SUPPLIED TEXT section start

Reeling under the impact of global slowdown and a high interest rate regime, India Inc on Monday demanded that tax rates be retained at existing levels even as finance minister Pranab Mukherjee expressed concerns about challenges facing the economy.In their customary pre-Budget meeting with Mukherjee, industry leaders also demanded that healthcare services be kept outside service tax ambit, and privatise coal mines. “There are various challenges before us, including keeping inflation and fiscal and revenue deficit to manageable levels… which we all have to address collectively,” Mukherjee said in his address to the industry leaders.
At the meeting, business leaders suggested that service tax base may be widened with a negative list, besides exempting infrastructure companies and SEZ units from MAT.
“We have made a case for retaining tax rates at the present level. There should be no increase in corporate tax, service tax and excise,” Ficci president R V Kanoria said in the Budget expectation.
Mukherjee is likely to unveil the Budget proposals for 2012-13 mid-March in Lok Sabha.
He also made a case for privatisation of coal mines, stimulating demand through fiscal measures and revisiting the concept of dividend distribution tax (DDT).
CII National Committee on Healthcare chairman Naresh Trehan sought infrastructure status for the healthcare sector as that would encourage companies in setting up hospitals in smallers cities and towns.
Besides finance and commerce ministry officials, the meeting was attended by ITC Ltd chairman Y C Deveshwar, HUL MD and CEO Nitin Paranjpe, Suzlon Energy founder Tulsi Tanti and representatives of industry chambers.
The industry leaders also sought infrastructure status for aviation, telecom and education sectors, and continuation of interest rate subvention scheme for exporters till 31 March, 2013.

SUPPLIED TEXT section end

→ EXERCISE TASKS
1/ Translate this sentence from the article on the pre-Budget meeting into Spanish: "Mukherjee is likely to unveil the Budget proposals for 2012-13 mid-March in Lok Sabha."
2/ Pick up the article on the pre-Budget meeting with industry leaders after its final sentence and write the next few sentences.

RECORDED INFORMATION section start

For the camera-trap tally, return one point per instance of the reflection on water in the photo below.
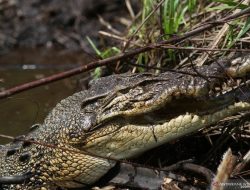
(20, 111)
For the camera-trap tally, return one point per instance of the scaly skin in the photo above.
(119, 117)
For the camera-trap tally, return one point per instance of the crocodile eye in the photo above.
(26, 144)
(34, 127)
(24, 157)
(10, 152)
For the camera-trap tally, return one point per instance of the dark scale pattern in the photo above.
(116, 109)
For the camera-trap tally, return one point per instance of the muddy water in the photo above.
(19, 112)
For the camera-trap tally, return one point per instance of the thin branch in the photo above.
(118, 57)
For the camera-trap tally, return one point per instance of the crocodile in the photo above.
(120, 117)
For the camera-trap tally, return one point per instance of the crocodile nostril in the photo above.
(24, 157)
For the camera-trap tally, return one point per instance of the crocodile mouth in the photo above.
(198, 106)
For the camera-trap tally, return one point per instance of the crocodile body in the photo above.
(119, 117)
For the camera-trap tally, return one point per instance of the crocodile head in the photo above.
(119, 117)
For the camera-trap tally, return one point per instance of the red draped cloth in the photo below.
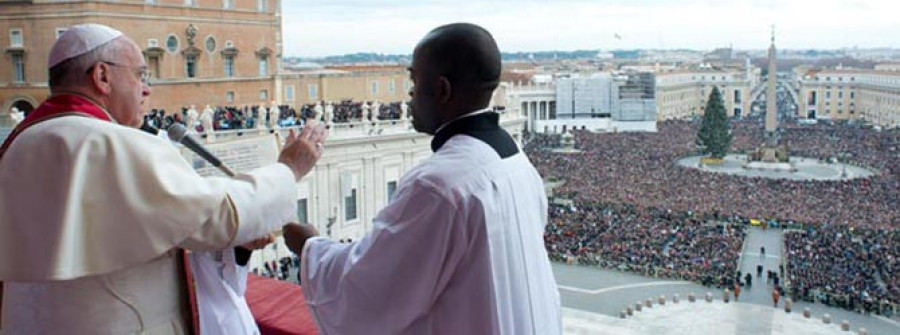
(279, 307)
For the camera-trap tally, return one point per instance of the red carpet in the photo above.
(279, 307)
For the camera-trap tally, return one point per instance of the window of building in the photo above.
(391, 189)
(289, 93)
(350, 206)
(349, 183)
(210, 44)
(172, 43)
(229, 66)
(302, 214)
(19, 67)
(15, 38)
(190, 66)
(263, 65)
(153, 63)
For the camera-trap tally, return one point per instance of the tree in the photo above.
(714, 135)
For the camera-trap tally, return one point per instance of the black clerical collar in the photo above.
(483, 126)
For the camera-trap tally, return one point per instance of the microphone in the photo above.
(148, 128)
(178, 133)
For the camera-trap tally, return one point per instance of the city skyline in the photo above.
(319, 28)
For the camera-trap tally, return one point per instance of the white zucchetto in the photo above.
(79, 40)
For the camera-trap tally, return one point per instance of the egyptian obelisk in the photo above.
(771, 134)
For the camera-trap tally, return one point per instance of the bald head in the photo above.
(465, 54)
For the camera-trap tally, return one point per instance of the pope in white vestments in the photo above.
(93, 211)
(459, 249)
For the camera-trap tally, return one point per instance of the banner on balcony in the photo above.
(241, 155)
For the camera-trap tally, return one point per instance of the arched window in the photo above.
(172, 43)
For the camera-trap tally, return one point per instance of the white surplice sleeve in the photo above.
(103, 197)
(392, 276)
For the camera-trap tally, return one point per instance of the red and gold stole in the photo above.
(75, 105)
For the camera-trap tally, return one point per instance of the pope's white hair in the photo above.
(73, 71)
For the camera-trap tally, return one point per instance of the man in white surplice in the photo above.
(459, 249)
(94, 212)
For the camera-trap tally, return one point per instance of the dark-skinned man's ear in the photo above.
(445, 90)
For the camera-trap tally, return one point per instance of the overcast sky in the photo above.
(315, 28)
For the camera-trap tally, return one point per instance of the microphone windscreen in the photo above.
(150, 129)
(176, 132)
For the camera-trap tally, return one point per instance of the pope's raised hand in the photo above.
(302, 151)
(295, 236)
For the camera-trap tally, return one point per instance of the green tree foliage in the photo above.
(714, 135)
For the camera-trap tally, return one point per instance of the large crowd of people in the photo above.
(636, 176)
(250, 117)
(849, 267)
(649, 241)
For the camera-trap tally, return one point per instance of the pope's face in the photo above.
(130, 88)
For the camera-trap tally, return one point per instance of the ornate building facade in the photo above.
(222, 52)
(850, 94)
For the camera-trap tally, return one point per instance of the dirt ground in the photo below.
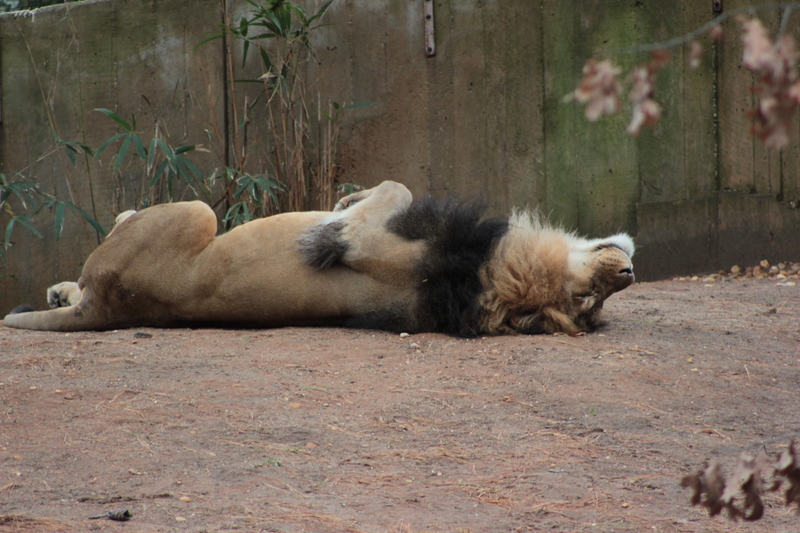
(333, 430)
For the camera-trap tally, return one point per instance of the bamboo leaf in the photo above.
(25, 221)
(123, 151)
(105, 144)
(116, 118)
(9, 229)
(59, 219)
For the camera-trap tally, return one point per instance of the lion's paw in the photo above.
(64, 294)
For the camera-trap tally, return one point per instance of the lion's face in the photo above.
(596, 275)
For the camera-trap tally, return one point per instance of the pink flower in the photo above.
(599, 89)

RECORDED INFORMATION section end

→ ANSWERS TO THE TASKS
1/ Es probable que Mukherjee presente las propuestas del Presupuesto para 2012-13 a mediados de marzo en el Lok Sabha.

2/
In order to improve healthcare, the industry suggested that a benefit of tax deduction of Rs. 10,000 be given to citizens for preventive health check-up.
Industry representatives were in favour of a reduction in interest rates by 50 basis points to stimulate investment sentiment and stimulate demand.
They also demanded that exports be included in priority sector lending by banks and duty on readymade garments be either reduced or withdrawn.
Company bosses also sought clarity on the timeline for introduction of Goods and Services Tax (GST), besides rationalisation of MAT — a levy that was introduced to bring zero-tax paying companies into the net. At present, companies pay MAT at 18.5%.
They also suggested implementation of the Direct Taxes Code (DTC) in its entirety to help arrest cases of tax evasion.
FIEO president M Rafeeq Ahmed said, “Interest rate for the MSME sector should be capped at seven per cent and others at nine per cent and subvention should be provided to all sectors of exports at least till March 2013.”
FIEO also sought complete exemption of excise duty on handmade carpets, reduction of excise duty on man-made fibres to four per cent (from current 10 per cent), and exemption of service tax on currency conversion for exports.